## 作答要求
a - 在这篇讲 ctypes 指针的文字里，c_void_p 对应的 C 类型是什么？
b - 从这篇讲 ctypes 指针的文字中返回从“In addition, if”到“the required byref()”的那一段原文。
c - 对照这篇讲 ctypes 指针的文字，判断下列说法是否相符，每条答“是”或“否”，并引出起决定作用的原文：(i) c_wchar_p 对应的 python 类型是 bytes 对象或 None；(ii) 结构体这类自定义类型只能通过 POINTER 定义指针类型；(iii) 函数参数定义为 POINTER(type) 时，调用时可以直接传入 type，会自动执行 byref。

## 文档节选
Python与C交互之指针，一篇文章搞懂内核编程

最近，在研究免杀，先用python写，然后再转为C，过程中踩坑不少，涉及到内核编程，看到一篇很不错的文章，特此记录一下。
原文：https://blog.csdn.net/Kelvin_Yan/article/details/86546784

指针类型

通过 POINTER(ctypes type)定义指针类型

T_int_ptr = POINTER(c_int)

等价于C的

typedef int* T_int_ptr

ctypes自带的指针类型有

ctypes类型	C类型	python类型
c_char_p	char * (NUL terminated)	bytes object or None
c_wchar_p	wchar_t * (NUL terminated)	string or None
c_void_p	void *	int or None

其它类型只能通过POINTER定义，包括我们的自定义类型（如结构体）

某些时候，ctypes可以在python类型与C类型间自动转换
（1）如果函数的参数定义为POINTER(type)，那调用函数时可以直接输入type，会自动执行byref

libc.myfunc.argtypes = [POINTER(c_int)]   
i = c_int(32)
libc.myfunc(i)     #方式1
libc.myfunc(byref(i))  #方式2

方式1等价于方式2，跟C++的形参引用一样，使用时输入变量本身

void myfunc(int &i)
{
  i = 0;
}
void main()
{
  int i = 32;
  myfunc(i);
}

原文在Type conversions一节

In addition, if a function argument is explicitly declared to be a pointer type (such as POINTER(c_int)) in argtypes, 
an object of the pointed type (c_int in this case) can be passed to the function. ctypes will apply the required byref()

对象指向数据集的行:
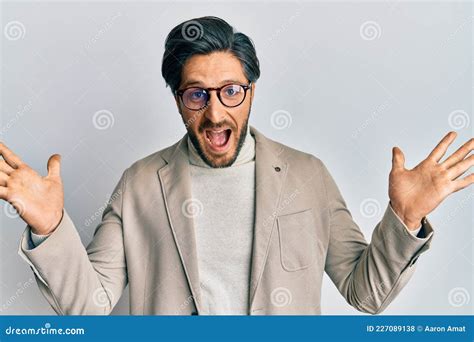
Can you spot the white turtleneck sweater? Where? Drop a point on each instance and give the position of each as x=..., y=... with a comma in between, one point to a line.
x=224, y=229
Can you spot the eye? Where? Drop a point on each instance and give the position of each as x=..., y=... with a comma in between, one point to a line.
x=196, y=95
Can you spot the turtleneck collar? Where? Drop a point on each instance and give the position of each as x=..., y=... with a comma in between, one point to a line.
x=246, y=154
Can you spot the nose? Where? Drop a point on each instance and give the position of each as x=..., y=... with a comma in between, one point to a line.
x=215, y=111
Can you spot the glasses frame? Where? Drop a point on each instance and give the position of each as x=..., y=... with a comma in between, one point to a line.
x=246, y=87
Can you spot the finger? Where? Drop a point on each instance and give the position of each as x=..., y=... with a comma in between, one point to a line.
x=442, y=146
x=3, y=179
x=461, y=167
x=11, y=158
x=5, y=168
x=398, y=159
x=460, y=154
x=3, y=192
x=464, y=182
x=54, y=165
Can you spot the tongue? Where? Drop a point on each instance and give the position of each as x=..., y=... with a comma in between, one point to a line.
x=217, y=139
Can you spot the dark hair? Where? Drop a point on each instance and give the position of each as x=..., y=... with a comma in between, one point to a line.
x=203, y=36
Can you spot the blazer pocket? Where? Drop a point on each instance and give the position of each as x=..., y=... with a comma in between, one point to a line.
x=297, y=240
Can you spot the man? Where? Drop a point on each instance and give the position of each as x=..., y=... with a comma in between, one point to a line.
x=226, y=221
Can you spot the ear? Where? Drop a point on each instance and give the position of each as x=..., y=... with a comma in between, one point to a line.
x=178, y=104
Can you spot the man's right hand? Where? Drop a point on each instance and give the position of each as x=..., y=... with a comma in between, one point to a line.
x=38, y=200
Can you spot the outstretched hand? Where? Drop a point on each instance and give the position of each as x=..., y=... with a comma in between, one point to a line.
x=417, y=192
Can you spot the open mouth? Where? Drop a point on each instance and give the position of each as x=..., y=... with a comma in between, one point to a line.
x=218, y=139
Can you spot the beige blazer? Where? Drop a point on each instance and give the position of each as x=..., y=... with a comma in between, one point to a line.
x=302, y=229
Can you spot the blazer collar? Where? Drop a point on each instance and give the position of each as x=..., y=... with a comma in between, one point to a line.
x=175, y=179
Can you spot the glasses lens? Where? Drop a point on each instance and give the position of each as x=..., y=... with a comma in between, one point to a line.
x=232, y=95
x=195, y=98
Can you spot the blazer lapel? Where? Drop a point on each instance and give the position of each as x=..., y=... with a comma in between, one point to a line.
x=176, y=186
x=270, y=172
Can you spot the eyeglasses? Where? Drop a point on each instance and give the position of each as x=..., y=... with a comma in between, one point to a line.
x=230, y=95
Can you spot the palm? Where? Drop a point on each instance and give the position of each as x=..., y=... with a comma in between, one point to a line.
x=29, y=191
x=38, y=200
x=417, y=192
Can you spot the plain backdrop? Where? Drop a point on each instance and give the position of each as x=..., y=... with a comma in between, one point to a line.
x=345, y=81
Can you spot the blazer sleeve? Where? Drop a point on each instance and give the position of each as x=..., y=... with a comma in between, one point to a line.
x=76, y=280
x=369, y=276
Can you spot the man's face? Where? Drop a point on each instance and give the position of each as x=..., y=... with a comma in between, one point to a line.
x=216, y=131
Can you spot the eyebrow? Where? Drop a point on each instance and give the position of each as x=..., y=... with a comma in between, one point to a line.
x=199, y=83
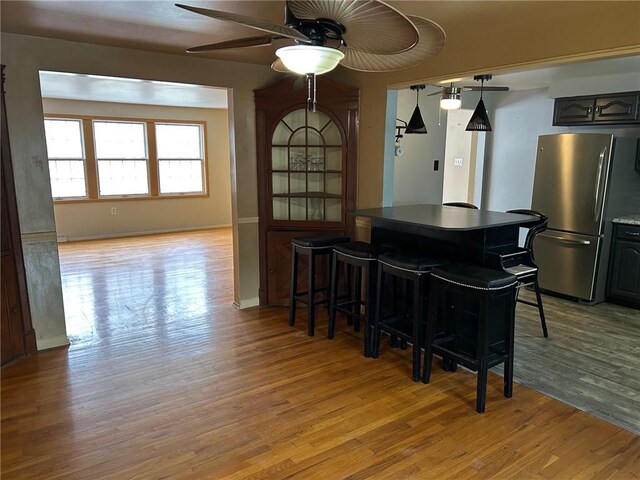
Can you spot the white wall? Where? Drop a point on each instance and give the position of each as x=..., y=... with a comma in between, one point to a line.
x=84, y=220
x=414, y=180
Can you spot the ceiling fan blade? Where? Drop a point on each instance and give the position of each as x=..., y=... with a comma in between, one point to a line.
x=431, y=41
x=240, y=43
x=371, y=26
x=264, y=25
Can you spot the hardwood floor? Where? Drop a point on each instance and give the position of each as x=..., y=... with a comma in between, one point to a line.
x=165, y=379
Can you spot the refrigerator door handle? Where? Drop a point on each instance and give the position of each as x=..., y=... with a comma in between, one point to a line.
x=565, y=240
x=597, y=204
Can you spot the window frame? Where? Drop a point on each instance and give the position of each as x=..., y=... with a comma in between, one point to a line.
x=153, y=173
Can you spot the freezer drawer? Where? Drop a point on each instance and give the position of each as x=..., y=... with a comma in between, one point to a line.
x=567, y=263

## 作答示例
a - c_void_p 对应的 C 类型是 void *。

b -
In addition, if a function argument is explicitly declared to be a pointer type (such as POINTER(c_int)) in argtypes, 
an object of the pointed type (c_int in this case) can be passed to the function. ctypes will apply the required byref()

c -
(i) 否，表中 c_wchar_p 一行写的是“string or None”。
(ii) 是，“其它类型只能通过POINTER定义，包括我们的自定义类型（如结构体）”。
(iii) 是，“如果函数的参数定义为POINTER(type)，那调用函数时可以直接输入type，会自动执行byref”。